DOCUMENT SEGMENT:
=====
Tales of Bio-Land: playing lego

Time flows differently in Bio-Land. For a while we did not get any update from there. Meanwhile, apparently Alice, the biologists and everything around them did not move, as under a freezing spell. We can only set them free starting to share their stories again. So let’s begin telling the next one, even if such magic will not tame winter chill on this side instead.

Last time we explored how to target biological systems with an engineering approach, outlining the shapes and colors of the biotechnological world. Summing up, biotechnologies can be defined as technological methods for exploiting living systems in order to fulfill human needs. That includes the modification of genomes through more or less direct and specific strategies. There exist many biotechnological applications, ranging from selective breeding of plant species for enhancing their nutritional value to genetic engineering of specific genes for making a cell produce a molecule with pharmacological relevance. Generally speaking, biotechnologies make technological tools whose application to existing living systems is defined by human requests.

There exists another top-down approach to biological entities whose premises are slightly different than those of biotechnologies. We are talking about Synthetic Biology, which intends to use natural biological parts for building up artificial biological systems. As you can imagine, that is oriented to human needs too. But instead of modifying an existing organism, the scope of this approach is to identify existing parts that can be assembled as they are into an organism which does not exist yet, and takes shape according to human design entirely, at least at a supra-module level. Here you can find a very explicative infographic about definitions and common practices of Synthetic Biology, by the Marquez-Lago Lab at OIST.

https://ciudadreptil.files.wordpress.com/2014/03/oist-info-syn-bio-lower-res-watermark-1.jpg?w=1181

Such approach needs strict standardisation of subparts and procedures. In fact, for making construction and usage protocols reproducible and modular, standards must be defined for both design schemes and biological components to be used as modules, or building blocks. The Synthetic Biology community contributes to the specification of public standards. For some biological parts that culminates in the specification of a dedicated language, the Synthetic Biology Open Language.

https://upload.wikimedia.org/wikipedia/commons/thumb/b/b1/Synthetic_Biology_Open_Language_%28SBOL%29_standard_visual_symbols.png/300px-Synthetic_Biology_Open_Language_%28SBOL%29_standard_visual_symbols.png
SBOL standard visual symbols

This highlights the need for abstracting from the physical components of the systems to be built up, towards the definition of standard symbols for the biological components to be used. In other words, Synthetic Biology benefits from abstract models of biological systems, towards a computer-aided analysis and design of synthetic biological systems.

A Synthetic Biologist can target living systems at every scale, ranging from the molecular to the population level. Fields of application are diverse, ranging from energy production and storage to the construction of a biological computer. Here you can find an exhaustive list of possible applications, presented together with their feasibility considering the state of the art of the underling technologies.

The Craig Venter’s group obtains a notable result in 2016, assembling a minimal genome which does not exist in nature.
=====
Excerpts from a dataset
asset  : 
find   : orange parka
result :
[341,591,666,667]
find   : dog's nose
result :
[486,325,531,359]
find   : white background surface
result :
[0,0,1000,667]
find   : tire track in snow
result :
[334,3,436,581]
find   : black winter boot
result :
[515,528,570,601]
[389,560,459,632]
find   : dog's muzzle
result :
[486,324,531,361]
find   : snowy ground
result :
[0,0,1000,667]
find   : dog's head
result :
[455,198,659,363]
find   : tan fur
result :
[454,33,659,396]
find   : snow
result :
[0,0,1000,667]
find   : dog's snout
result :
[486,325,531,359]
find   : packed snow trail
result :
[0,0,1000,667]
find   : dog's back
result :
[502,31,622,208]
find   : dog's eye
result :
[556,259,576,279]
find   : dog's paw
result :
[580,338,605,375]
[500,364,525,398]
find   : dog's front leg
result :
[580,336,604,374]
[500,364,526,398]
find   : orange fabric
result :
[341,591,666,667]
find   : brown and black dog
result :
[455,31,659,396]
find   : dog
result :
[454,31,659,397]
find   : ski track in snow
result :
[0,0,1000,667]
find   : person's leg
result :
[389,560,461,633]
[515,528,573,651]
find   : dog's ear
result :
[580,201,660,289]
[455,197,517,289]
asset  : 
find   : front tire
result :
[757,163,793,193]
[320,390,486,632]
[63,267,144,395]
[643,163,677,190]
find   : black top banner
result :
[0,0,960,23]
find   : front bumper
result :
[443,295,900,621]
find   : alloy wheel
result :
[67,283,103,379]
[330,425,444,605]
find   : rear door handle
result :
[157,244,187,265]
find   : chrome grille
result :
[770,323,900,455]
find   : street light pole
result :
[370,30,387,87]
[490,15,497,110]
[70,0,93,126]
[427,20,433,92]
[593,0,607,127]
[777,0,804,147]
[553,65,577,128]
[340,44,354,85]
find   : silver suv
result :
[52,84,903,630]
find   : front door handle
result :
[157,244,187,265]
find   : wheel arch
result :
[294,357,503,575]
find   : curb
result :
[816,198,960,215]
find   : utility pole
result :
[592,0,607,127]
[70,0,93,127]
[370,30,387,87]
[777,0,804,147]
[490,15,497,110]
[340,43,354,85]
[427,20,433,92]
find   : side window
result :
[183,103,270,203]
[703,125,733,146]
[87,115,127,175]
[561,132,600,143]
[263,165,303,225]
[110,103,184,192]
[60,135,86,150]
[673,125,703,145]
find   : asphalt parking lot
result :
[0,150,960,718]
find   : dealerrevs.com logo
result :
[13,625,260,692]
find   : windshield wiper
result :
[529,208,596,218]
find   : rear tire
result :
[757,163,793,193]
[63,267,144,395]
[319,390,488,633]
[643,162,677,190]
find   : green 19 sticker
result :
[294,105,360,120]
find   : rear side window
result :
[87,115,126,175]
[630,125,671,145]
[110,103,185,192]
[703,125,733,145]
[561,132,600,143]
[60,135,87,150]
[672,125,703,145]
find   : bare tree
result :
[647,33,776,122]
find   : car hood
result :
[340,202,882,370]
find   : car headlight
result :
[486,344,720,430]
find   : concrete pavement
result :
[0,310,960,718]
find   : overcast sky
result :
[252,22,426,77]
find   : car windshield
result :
=====
TASK: Copy the synthetic biology passage word for word from "A Synthetic Biologist" to "exist in nature.". The rows have no connection to the synthetic biology passage.

COMPLETED EXERCISE:
A Synthetic Biologist can target living systems at every scale, ranging from the molecular to the population level. Fields of application are diverse, ranging from energy production and storage to the construction of a biological computer. Here you can find an exhaustive list of possible applications, presented together with their feasibility considering the state of the art of the underling technologies.

The Craig Venter’s group obtains a notable result in 2016, assembling a minimal genome which does not exist in nature.